::: Source extract

- Battle of Megara: Part of the Crusades
| Date | 1359 |
| Location | Megara Gulf37°57′N 23°20′E﻿ / ﻿37.950°N 23.333°E |
| Result | Christian victory |

Belligerents
- Republic of Venice Knights Hospitaller: Turks

Commanders and leaders
- Raymond Berenguer: Unknown

Strength
- Unknown: Unknown

Casualties and losses
- Unknown: 35 vessels

= Battle of Megara (1359) =

Battle between Christian states in southern Greece and Turkish forces

The Battle of Megara occurred in 1359 between an alliance of the Christian states of southern Greece (the Despotate of the Morea, the Principality of Achaea, the Knights Hospitaller and the Republic of Venice), and of a Turkish raiding fleet. The battle was a victory for the allies.

==Background==
Against the growing menace of Turkish raids in the Aegean Sea, a league was formed, probably at the initiative of Manuel Kantakouzenos, the Despot of the Morea. It comprised the Byzantines of the Morea, the bailli of the Principality of Achaea, Walter of Lor, the Signoria of the Republic of Venice, and the Knights Hospitaller of Rhodes.

==Battle==
According to the Aragonese version of the Chronicle of the Morea, the allies campaigned in the Megarid, where their navy, composed of Venetian and Hospitaller ships (the latter under the preceptor of Kos, Raymond Berenguer), attacked a Turkish corsair fleet. The allies destroyed 35 Turkish vessels, forcing the surviving Turks to retreat to their Catalan ally, Roger de Llúria, the ruler of the Duchy of Athens. The Chronicle of the Morea asserts that after the battle, the land contingents of the participants returned home, but according to the history of John VI Kantakouzenos, Manuel's father, the allies launched an invasion of Llúria's Boeotian possessions.

==Dating==
In 1362, Roger de Llúria found himself embroiled in a dispute with the Venetian Bailo of Negroponte, Peter Gradenigo, that soon led to war. As a result, in early 1363 he allowed Turkish mercenaries to enter his capital, Thebes. There they remained until a peace with Venice was concluded in July 1365. Accordingly, the battle was often dated to the summer of 1364, but various proposals have been made by modern scholars ranging from 1357 to 1364. The dating of the battle remains uncertain, but based on the bailliage of Walter of Lor, a date c. 1359 is most likely. With the revised chronology, it may be that the Turks Llúria allied himself with were the survivors of Megara.

::::::
::: Information given

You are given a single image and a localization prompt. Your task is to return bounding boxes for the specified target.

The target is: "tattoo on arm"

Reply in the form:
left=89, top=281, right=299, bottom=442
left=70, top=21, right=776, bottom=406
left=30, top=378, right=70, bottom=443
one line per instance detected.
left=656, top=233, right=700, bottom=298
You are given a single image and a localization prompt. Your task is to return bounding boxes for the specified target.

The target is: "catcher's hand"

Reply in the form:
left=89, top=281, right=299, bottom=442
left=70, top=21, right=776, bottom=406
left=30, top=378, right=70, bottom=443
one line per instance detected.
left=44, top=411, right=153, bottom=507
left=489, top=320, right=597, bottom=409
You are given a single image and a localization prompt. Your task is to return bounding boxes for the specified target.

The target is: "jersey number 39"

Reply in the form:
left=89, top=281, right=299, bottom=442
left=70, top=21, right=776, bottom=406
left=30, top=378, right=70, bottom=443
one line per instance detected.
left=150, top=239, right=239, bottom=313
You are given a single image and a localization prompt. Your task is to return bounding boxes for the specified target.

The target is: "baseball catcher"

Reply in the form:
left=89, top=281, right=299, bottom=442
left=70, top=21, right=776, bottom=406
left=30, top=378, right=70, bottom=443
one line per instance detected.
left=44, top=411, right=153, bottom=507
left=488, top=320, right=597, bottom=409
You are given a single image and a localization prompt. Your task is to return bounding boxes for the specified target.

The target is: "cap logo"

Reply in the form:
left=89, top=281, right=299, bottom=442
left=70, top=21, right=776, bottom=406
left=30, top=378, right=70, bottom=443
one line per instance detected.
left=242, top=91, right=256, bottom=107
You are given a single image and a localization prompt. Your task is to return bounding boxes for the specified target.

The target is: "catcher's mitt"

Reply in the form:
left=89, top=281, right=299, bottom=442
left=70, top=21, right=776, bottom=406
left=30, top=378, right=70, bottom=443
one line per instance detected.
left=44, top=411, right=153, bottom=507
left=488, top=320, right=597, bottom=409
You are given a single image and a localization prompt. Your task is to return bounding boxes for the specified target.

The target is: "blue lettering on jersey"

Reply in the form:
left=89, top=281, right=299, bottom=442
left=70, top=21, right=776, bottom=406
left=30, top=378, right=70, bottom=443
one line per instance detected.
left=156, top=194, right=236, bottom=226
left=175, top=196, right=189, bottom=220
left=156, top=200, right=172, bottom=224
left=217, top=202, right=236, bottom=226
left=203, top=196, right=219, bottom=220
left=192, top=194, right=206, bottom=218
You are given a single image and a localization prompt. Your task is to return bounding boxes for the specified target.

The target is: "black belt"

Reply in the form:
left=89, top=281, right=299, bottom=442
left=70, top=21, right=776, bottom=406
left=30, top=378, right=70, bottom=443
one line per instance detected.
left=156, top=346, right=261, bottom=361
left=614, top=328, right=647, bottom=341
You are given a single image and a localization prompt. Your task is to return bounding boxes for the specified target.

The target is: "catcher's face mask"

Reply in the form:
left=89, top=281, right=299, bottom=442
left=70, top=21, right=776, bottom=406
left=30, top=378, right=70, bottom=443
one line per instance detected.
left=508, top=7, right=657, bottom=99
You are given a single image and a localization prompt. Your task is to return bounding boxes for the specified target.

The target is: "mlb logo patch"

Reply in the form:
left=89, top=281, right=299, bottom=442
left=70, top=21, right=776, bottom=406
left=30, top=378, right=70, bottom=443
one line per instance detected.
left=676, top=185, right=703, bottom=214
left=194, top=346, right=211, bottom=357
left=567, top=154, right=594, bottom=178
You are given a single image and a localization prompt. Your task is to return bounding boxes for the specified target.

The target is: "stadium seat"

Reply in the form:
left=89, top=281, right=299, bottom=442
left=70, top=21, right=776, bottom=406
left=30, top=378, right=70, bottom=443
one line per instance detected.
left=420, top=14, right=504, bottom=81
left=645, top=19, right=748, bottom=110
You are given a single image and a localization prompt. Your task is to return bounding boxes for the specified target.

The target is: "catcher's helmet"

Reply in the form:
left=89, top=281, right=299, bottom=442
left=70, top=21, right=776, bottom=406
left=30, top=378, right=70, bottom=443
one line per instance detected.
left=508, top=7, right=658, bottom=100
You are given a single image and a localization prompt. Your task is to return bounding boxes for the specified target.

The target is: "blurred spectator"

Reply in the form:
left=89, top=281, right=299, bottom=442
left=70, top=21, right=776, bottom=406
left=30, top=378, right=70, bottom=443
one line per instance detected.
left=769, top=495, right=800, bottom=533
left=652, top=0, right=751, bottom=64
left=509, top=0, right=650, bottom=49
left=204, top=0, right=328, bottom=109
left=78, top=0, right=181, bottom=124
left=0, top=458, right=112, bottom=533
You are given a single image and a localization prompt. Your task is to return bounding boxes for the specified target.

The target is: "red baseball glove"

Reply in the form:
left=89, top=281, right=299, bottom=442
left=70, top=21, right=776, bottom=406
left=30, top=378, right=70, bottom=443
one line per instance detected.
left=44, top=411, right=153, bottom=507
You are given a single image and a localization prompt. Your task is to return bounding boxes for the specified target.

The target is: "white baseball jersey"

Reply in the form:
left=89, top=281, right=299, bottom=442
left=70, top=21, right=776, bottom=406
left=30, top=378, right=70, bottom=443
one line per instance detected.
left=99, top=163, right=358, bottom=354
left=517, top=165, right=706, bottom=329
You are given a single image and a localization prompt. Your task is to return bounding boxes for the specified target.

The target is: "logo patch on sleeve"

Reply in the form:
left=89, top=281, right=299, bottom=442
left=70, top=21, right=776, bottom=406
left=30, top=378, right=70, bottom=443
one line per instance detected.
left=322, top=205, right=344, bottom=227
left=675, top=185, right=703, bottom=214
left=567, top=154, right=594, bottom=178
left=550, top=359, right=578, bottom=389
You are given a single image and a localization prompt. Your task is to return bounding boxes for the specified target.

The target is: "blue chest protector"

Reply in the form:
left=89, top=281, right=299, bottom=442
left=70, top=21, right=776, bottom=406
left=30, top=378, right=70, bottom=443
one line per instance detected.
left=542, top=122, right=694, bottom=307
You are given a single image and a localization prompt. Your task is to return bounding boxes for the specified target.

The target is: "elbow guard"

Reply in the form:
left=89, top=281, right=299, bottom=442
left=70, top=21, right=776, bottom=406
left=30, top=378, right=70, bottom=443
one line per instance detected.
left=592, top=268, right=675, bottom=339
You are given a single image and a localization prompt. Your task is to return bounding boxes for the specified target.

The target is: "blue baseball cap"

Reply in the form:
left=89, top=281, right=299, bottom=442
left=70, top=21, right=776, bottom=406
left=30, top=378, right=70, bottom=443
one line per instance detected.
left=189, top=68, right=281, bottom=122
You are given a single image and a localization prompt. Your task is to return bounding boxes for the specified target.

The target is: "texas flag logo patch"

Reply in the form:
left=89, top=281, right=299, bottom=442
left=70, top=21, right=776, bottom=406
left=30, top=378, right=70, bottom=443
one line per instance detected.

::::::

Answer these questions from the Battle of Megara article:
1. Who commanded the Hospitaller ships in the allied navy, and what post did he hold?
2. How many Turkish vessels did the allies destroy?
3. In what month and year was peace with Venice concluded?
Rely only on the text about the Battle of Megara.

1. Raymond Berenguer, the preceptor of Kos.
2. 35.
3. July 1365.